§ **DIRECTIONS**:
The material below must be restated exactly, line by line.

§ **DATA EXCERPTS**:
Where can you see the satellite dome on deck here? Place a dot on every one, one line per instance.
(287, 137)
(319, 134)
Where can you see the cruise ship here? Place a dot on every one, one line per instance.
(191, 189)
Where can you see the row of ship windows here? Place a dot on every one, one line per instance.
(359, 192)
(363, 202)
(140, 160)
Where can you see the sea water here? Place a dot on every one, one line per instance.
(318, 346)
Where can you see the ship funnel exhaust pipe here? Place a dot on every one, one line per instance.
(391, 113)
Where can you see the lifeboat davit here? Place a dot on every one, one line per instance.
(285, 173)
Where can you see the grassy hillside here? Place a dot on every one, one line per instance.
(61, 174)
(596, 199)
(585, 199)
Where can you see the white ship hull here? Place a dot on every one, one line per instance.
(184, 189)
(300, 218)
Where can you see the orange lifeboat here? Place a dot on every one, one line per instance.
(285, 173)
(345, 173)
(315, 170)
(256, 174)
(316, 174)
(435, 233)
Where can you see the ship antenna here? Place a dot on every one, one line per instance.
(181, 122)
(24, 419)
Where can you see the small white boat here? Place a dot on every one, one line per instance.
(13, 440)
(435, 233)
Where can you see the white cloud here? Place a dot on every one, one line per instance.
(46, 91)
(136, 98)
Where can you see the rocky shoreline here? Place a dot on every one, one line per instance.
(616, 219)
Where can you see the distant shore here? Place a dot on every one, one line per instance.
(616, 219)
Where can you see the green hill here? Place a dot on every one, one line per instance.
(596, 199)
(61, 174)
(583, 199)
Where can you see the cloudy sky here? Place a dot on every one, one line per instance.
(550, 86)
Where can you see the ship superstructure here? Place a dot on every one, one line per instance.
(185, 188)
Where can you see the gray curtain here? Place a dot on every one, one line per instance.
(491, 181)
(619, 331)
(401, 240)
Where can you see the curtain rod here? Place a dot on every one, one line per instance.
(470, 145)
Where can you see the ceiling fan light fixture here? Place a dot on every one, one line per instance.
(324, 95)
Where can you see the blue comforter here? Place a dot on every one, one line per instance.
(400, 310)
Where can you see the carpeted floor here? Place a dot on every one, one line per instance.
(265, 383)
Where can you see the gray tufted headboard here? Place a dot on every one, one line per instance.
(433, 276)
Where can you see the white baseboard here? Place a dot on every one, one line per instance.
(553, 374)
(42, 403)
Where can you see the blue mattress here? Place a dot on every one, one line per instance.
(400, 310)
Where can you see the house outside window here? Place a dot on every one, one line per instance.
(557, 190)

§ **OUTPUT FOR THIS TASK**:
Where can you see the satellite dome on deck here? Place a dot on every one, one line per instance.
(287, 137)
(319, 134)
Where can you see the cruise ship here? Place a dot on every one, one line per instance.
(191, 189)
Where can you see the row of ship windows here? Place a dot on every one, one line per instance.
(359, 192)
(363, 202)
(140, 160)
Where can you see the sea water here? Place a dot on every one, one line per instance.
(318, 346)
Where can you see the ship funnel exhaust pipe here? Place a dot on every one, one line per instance.
(391, 113)
Where can you see the lifeboat davit here? Place a dot on every one, one line per instance.
(285, 173)
Where can you see the grassy hillside here? Place a dot on every one, one line per instance.
(61, 174)
(596, 199)
(585, 199)
Where can you see the white ship hull here? Place a dot on every one, one line per instance.
(184, 189)
(300, 218)
Where can you see the orange lifeboat here? Place a dot on every one, one line per instance.
(285, 173)
(345, 173)
(315, 170)
(256, 174)
(316, 174)
(435, 233)
Where can you see the ship antenna here? Place a dot on every one, one line per instance.
(181, 122)
(24, 419)
Where can you see the small white boat here? Place a dot on every one, one line per instance.
(13, 440)
(435, 233)
Where can you see the white cloud here? Place a dot on every one, one line per instance.
(46, 91)
(136, 98)
Where can you see the rocky shoreline here? Place a dot on every one, one line per instance.
(616, 219)
Where can you see the distant shore here? Place a dot on every one, one line per instance.
(616, 219)
Where can you see the green hill here? Place a dot on every one, one line per instance.
(596, 199)
(61, 174)
(583, 199)
Where can you see the cloudy sky here? Place a dot on every one, one line per instance.
(550, 86)
Where can you see the ship superstructure here? Place a dot on every one, one line per instance.
(185, 188)
Where can you see the gray curtain here? Place a dot on every one, one line per instance.
(491, 181)
(619, 331)
(401, 240)
Where can you see the curtain rod here? Place a dot on every one, one line per instance.
(470, 145)
Where can you see the ceiling fan light fixture here? Place a dot on every one, one line per instance.
(324, 95)
Where can you see the blue comforter here? Place a dot on every one, one line per instance.
(400, 310)
Where can you see the carpeted floor here? Place a dot on every one, one line per instance.
(265, 383)
Where can you see the gray tufted headboard here? Place a dot on every one, one line per instance.
(433, 276)
Where can you see the white baseboard here? Place a dot on every one, one line per instance.
(553, 374)
(42, 403)
Where can you see the blue mattress here? Place a dot on every one, one line per instance.
(400, 310)
Where can you see the house outside window here? Place a dot on every one, one line per instance.
(557, 190)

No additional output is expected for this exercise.